What is needed:
How many of the rows below contain the word "snowy"? Reply with the number alone.

Excerpts from a point labeling dataset:
○ ○ ○

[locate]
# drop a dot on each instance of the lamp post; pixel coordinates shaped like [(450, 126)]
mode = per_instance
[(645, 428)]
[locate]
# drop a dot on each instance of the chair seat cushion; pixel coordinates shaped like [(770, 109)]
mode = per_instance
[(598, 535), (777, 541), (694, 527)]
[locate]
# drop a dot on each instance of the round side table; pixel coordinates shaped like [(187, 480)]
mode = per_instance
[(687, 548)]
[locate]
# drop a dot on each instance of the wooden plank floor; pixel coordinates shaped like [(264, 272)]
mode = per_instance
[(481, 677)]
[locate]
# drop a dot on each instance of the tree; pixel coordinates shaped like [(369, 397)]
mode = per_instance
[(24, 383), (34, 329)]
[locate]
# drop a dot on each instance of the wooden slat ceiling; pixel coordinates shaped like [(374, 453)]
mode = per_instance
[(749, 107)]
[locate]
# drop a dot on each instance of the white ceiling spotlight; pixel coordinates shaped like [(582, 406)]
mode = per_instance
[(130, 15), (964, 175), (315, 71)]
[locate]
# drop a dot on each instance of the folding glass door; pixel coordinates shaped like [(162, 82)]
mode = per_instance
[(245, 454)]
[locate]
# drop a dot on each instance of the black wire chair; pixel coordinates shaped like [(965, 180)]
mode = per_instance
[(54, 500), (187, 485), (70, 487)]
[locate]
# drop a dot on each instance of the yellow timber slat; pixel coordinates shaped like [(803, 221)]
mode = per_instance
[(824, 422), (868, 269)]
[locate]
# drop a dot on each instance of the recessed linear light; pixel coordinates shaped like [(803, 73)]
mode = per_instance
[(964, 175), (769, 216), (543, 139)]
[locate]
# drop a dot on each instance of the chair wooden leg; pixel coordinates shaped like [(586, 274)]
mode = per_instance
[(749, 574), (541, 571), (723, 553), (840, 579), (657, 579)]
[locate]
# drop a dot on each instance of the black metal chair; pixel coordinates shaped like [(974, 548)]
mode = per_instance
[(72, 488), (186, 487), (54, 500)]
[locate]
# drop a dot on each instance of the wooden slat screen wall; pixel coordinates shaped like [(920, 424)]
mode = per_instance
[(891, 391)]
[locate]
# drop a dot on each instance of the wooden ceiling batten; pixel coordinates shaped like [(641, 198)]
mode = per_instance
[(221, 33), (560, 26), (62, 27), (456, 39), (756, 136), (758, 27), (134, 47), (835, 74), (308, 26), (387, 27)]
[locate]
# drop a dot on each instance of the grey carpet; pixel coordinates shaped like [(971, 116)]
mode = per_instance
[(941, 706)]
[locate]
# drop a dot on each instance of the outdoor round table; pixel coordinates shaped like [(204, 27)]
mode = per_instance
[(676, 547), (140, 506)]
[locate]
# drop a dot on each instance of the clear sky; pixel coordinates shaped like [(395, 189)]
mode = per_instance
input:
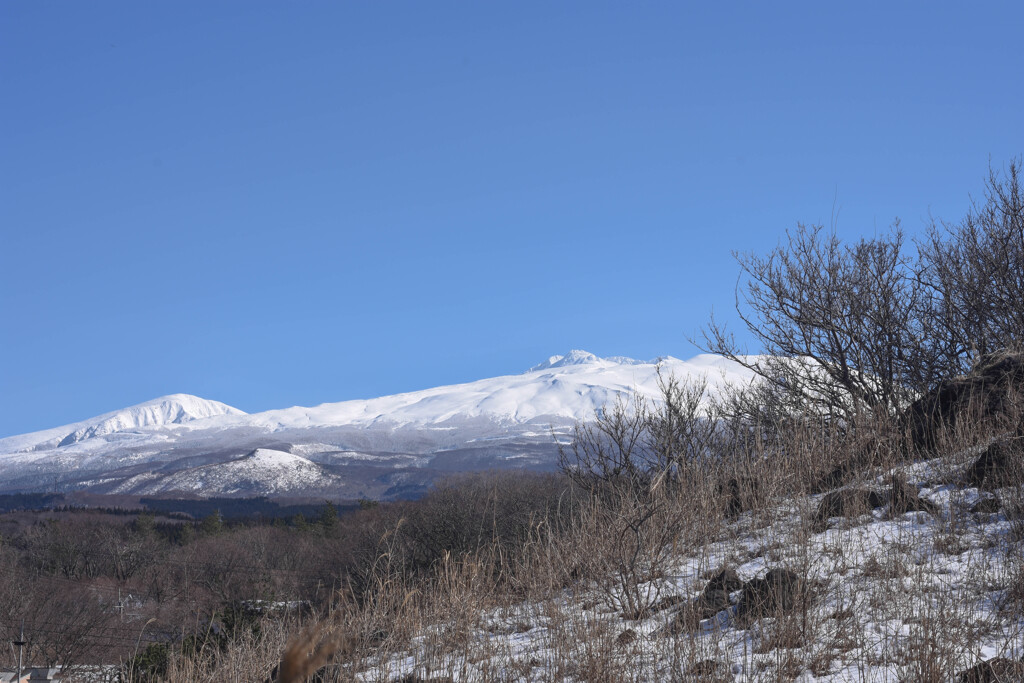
[(289, 203)]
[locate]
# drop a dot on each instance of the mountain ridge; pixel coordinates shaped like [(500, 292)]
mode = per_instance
[(385, 446)]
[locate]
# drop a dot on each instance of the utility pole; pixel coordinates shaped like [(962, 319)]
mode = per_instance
[(20, 644)]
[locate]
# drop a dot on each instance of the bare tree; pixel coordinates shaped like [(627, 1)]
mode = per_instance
[(630, 461), (844, 330), (976, 270)]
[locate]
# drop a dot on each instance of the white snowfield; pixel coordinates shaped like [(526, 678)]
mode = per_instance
[(492, 422)]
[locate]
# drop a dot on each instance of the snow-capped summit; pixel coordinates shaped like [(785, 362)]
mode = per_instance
[(378, 447)]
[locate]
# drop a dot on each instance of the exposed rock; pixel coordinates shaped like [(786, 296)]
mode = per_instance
[(707, 605), (779, 592), (904, 498), (988, 505), (725, 580), (1000, 465), (985, 394), (666, 602), (741, 494), (846, 503), (626, 638), (713, 599), (998, 670)]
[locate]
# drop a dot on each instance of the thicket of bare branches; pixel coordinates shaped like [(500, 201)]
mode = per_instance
[(856, 331)]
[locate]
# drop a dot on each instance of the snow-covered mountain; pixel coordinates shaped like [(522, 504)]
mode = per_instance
[(381, 447)]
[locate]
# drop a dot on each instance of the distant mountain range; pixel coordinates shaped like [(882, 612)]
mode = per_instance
[(393, 446)]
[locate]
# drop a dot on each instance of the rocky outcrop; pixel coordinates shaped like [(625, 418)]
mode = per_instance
[(779, 592), (904, 498), (1000, 465), (849, 503), (986, 394)]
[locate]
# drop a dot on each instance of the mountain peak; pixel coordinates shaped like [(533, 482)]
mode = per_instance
[(581, 357)]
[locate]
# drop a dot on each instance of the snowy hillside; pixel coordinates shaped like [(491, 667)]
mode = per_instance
[(382, 447)]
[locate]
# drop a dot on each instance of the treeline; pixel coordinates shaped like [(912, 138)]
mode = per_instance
[(260, 508), (94, 589)]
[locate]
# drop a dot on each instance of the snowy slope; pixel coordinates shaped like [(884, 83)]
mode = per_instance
[(172, 410), (262, 472), (391, 445), (570, 387)]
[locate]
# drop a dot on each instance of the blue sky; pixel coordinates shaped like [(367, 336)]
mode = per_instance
[(274, 204)]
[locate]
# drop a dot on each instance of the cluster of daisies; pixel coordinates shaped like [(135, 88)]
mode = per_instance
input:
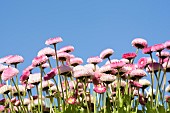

○ ○ ○

Solved exercise:
2